Les sommets du G20 servent de lieux de rencontre pour leaders politiques, ministres des finances et directeurs des banques centrales et institutions financières internationales. Lors de ces rencontres sont créés des consensus qui sont essentiels à la réorganisation économique mondiale et néolibérale. Afin d’informer la population des consensus obtenus pendant les 2-3 jours de réunion, le G20 produit un communiqué et une compilation des déclarations des leaders. Le tout est censé résumer en quelques pages l’ensemble du travail qui a été accompli. Le G20 utilise un langage plutôt vague et insipide pour faire passer en douce des consensus qui ont, dans les faits, des répercussions extrêmement destructives sur le plan socioéconomique. Le G20 est aussi un grand spectacle médiatique qui sert à légitimer ce processus au sein de l'opinion publique. Pour mieux comprendre le langage du G20 il est important d’analyser les termes, implications et contradictions qui traversent ses déclarations publiques.
Dans le mandat du G20 on peut lire :
« Le G20 est le premier forum pour notre développement économique international qui encourage une discussion ouverte et constructive entre les pays industriels et les pays émergents sur des défis clés en lien avec la stabilité économique globale. »
Dans la Déclaration des leaders du sommet du G20 de Londres, le 2 avril 2009, on peut lire dans le point 3, en guise de réflexion et de solution face à la crise, que la « prospérité est indivisible : que la croissance, pour être soutenable, doit être partagée. » La fin de ce paragraphe affirme aussi nettement l’orientation et l’intention du G20 lorsqu’il est écrit, « Nous croyons que la seule fondation sûre pour une mondialisation durable et une augmentation de la prospérité pour tous est une économie mondiale ouverte basée sur les principes du marché, la régulation efficace et de fortes institutions mondiales. »
Il n’y a donc aucune remise en question du système capitaliste et des fondements injustes qu’il nécessite pour fonctionner, des crises qui lui sont inhérente, ni aucune analyse du fait que ces crises sont conséquences des dynamiques générées par ce système, et non de simples problèmes d’ajustements et de régulation.
On nous parle de «…régulation efficace…» alors que la dérégulation est un des points centraux de la pensée néolibérale et que celle-ci est une des causes de la crise financière. On nous annonce que c’est seulement à travers ce même courant économique qu’on va trouver les solutions.

Objectif annoncé 1:
Répondez à ces questions d'après le texte sur le G20 :
(a) Que produit le G20 pour informer la population des consensus obtenus ?
(b) Dans quelle ville et à quelle date a été rédigée la Déclaration des leaders citée ?
(c) Quel point central de la pensée néolibérale le texte présente-t-il comme une des causes de la crise financière ?
Objectif annoncé 2:
Recopiez le passage du texte sur le G20 situé entre « On nous parle » et « trouver les solutions. », bornes incluses.
Objectif annoncé 3:
Poursuivez le texte sur le G20 au-delà de sa dernière phrase.

Lignes:
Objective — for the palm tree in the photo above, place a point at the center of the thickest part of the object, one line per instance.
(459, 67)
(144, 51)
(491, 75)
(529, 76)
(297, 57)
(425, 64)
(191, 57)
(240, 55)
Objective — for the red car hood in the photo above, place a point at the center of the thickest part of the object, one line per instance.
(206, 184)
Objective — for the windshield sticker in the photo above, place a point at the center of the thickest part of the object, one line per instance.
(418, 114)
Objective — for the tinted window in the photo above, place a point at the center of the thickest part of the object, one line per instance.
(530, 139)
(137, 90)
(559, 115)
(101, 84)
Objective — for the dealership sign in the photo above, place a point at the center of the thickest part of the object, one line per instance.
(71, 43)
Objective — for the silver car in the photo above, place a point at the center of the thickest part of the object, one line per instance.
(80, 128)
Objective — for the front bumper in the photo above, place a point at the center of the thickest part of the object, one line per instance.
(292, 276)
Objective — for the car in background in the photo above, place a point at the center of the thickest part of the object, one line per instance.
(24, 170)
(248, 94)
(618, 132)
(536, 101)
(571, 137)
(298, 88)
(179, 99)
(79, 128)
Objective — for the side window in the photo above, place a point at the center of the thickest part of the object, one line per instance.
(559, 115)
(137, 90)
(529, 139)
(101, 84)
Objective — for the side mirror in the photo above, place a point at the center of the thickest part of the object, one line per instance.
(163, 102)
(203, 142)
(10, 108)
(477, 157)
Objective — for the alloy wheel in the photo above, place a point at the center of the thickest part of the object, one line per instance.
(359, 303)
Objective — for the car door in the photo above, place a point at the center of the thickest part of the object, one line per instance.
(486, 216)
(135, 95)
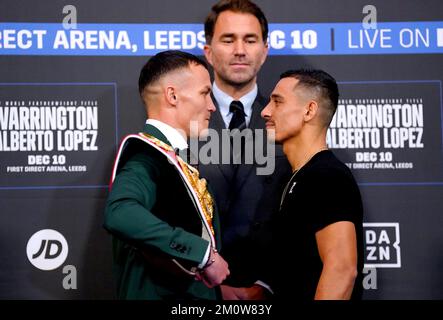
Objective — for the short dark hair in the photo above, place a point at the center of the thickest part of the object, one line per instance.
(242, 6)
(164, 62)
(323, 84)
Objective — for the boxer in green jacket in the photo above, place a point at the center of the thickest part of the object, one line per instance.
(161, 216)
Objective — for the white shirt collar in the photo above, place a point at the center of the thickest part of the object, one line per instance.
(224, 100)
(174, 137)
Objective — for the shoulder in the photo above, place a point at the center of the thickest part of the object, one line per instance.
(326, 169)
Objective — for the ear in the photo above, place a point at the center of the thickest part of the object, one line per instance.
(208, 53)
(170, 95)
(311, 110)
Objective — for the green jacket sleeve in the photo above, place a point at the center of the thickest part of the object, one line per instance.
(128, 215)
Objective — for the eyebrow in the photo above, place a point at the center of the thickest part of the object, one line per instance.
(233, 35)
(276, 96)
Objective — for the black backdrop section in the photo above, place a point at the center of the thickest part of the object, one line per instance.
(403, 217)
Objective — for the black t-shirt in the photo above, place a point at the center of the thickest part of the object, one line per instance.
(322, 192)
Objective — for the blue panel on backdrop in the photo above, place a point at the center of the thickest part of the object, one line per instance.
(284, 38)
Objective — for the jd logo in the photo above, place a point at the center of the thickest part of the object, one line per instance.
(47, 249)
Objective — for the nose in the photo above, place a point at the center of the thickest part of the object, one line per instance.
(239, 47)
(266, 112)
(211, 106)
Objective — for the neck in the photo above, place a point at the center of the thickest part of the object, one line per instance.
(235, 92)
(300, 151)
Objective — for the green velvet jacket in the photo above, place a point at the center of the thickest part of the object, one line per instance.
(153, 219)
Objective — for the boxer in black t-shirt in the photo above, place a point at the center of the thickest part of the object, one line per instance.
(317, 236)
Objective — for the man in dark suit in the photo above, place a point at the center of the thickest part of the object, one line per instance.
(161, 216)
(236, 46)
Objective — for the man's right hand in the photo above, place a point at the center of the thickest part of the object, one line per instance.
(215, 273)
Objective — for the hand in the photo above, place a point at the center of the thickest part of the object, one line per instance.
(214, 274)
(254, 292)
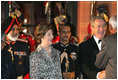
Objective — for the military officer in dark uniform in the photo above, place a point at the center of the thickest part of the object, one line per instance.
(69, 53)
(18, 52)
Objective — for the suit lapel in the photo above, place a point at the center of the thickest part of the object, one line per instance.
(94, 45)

Réponse proposée 1:
(a) Un communiqué et une compilation des déclarations des leaders.
(b) À Londres, le 2 avril 2009.
(c) La dérégulation.

Réponse proposée 2:
On nous parle de «…régulation efficace…» alors que la dérégulation est un des points centraux de la pensée néolibérale et que celle-ci est une des causes de la crise financière. On nous annonce que c’est seulement à travers ce même courant économique qu’on va trouver les solutions.

Réponse proposée 3:
On nous annonce «…une économie mondiale ouverte basée sur (…) de fortes institutions mondiales…». En d’autres mots, que ce sont les institutions qui détruisent complètement les acquis sociaux, et qui appliquent avec le plus de vigueur la privatisation (FMI, Banque mondiale), qui vont nous aider dans ce travail de réorganisation économique.
Par «… stabilité économique globale…», on entend que soient créées les conditions nécessaires pour garantir les profits, bénéfices des actions et des patrons et la rentabilité des compagnies, même si celles-ci fonctionnent grâce à une profonde oppression et exploitation des humains et des écosystèmes. Lorsque celle-ci ne s’obtient pas à cause de la contestation majeure des opprimé-e-s par ces méthodes, la force est employée pour obtenir cette stabilité. En témoigne les nombreuses dictatures en Amérique latine, qui sont presque chaque fois accompagnées d’un plan de réorganisation économique néolibéral qui avantage les oligarchies et désavantage l’ensemble des populations.
Dans le point 4 de la même déclaration, on nous propose les solutions suivantes pour résoudre la crise économique. Examinons donc ces prétendues solutions :
1) «- Restaurer la confiance, la croissance et l’emploi»
Lorsqu’on parle de restaurer la confiance, on parle en fait de la confiance en l’investissement, aux actifs financiers, aux éléments essentiels à la spéculation. Cette dernière augmente grandement la concentration des richesses et provoque en soi de grandes fluctuations économiques, tout en créant un rapport qui ne concorde pas avec l’état réel des choses. L’ensemble de la production est transformée en objet spéculatif et sa gestion est axée sur son potentiel de création de profit plutôt que sur le bien-être de la population et des écosystèmes.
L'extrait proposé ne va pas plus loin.